Return each line of the records below that contains the word "woman". Matching is case-sensitive.

(Named object pointing entries)
▼
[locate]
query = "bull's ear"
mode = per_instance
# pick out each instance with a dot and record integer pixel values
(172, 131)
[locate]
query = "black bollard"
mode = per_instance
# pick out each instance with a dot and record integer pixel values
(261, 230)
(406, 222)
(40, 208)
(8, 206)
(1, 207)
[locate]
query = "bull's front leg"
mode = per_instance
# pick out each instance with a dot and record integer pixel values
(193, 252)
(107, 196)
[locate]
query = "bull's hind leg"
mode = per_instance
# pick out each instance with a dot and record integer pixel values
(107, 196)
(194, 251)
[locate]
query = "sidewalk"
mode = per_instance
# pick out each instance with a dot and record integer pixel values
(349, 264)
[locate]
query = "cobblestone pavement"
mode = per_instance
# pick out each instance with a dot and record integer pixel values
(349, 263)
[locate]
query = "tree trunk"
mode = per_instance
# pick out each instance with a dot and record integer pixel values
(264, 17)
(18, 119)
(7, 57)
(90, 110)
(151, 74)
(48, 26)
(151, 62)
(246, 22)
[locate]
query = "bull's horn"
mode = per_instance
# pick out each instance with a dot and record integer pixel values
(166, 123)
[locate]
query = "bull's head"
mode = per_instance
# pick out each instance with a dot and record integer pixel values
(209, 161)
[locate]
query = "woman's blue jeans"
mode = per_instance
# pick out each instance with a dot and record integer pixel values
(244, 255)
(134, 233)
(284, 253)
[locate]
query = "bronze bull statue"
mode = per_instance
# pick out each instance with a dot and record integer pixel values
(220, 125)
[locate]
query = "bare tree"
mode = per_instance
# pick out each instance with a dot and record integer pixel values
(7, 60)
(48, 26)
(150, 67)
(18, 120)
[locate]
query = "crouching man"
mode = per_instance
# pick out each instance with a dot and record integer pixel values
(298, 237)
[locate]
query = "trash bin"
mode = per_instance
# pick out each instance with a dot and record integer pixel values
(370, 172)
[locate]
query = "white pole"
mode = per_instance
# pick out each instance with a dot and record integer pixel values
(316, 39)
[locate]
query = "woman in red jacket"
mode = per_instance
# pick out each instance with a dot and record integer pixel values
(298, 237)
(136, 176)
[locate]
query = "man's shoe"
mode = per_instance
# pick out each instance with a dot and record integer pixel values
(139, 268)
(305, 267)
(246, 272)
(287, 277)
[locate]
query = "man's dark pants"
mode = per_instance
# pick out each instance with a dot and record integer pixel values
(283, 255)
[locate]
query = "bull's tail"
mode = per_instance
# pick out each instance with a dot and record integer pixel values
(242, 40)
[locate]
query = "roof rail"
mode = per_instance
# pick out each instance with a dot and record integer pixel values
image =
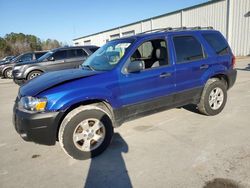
▲
▶ **WRITTEN RESPONSE**:
query = "woman's blue jeans"
query = "woman in red jacket"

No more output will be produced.